PROMPT:
Please copy out every listing below word for word, leaving the pictures out of your copy.

□ □ □ □

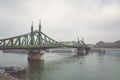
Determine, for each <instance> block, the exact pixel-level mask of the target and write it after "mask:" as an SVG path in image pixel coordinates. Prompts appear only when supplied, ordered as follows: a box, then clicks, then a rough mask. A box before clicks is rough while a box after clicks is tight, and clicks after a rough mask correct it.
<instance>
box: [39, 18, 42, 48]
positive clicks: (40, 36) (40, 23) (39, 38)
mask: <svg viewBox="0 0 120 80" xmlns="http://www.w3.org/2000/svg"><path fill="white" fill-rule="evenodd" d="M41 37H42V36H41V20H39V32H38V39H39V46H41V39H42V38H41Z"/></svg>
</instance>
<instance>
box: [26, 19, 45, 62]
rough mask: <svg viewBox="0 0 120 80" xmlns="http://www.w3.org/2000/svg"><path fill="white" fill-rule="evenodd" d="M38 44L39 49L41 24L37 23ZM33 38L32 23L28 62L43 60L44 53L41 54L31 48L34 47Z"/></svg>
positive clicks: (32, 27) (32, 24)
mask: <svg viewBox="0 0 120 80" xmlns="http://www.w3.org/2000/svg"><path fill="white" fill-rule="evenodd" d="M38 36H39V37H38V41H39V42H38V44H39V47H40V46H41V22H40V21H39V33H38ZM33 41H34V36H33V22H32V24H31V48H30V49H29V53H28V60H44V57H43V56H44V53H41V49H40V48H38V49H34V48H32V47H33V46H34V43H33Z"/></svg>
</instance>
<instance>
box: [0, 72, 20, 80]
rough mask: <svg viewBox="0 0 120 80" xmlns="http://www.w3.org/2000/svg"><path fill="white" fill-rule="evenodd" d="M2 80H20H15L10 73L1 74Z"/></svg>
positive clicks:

□ □ □ □

TASK ANSWER:
Determine, for each <instance> block, the exact pixel-level mask of the target and write it after "mask:" as an SVG path in image pixel coordinates. Prompts appear only when supplied, ordered as follows: a box, then clicks, then a rough mask. A box before clicks is rough while a box after clicks is tight, and clicks after a rough mask correct it.
<instance>
box: [39, 18, 42, 48]
positive clicks: (40, 36) (40, 23) (39, 38)
mask: <svg viewBox="0 0 120 80" xmlns="http://www.w3.org/2000/svg"><path fill="white" fill-rule="evenodd" d="M41 37H42V36H41V20H39V32H38V39H39V46H41V39H42V38H41Z"/></svg>
</instance>
<instance>
box: [26, 19, 45, 62]
rough mask: <svg viewBox="0 0 120 80" xmlns="http://www.w3.org/2000/svg"><path fill="white" fill-rule="evenodd" d="M38 44L39 49L41 24L37 23ZM33 38L32 23L28 62L43 60L44 53L41 54L31 48L34 47Z"/></svg>
positive clicks: (32, 27) (32, 24)
mask: <svg viewBox="0 0 120 80" xmlns="http://www.w3.org/2000/svg"><path fill="white" fill-rule="evenodd" d="M38 36H39V37H38V41H39V42H38V44H39V47H40V46H41V22H40V21H39V33H38ZM33 41H34V36H33V22H32V24H31V48H30V49H29V53H28V60H44V57H43V56H44V53H41V49H40V48H38V49H34V48H32V47H33V46H34V43H33Z"/></svg>
</instance>
<instance>
box: [0, 72, 20, 80]
rough mask: <svg viewBox="0 0 120 80" xmlns="http://www.w3.org/2000/svg"><path fill="white" fill-rule="evenodd" d="M2 80H20H15L10 73L1 74Z"/></svg>
positive clicks:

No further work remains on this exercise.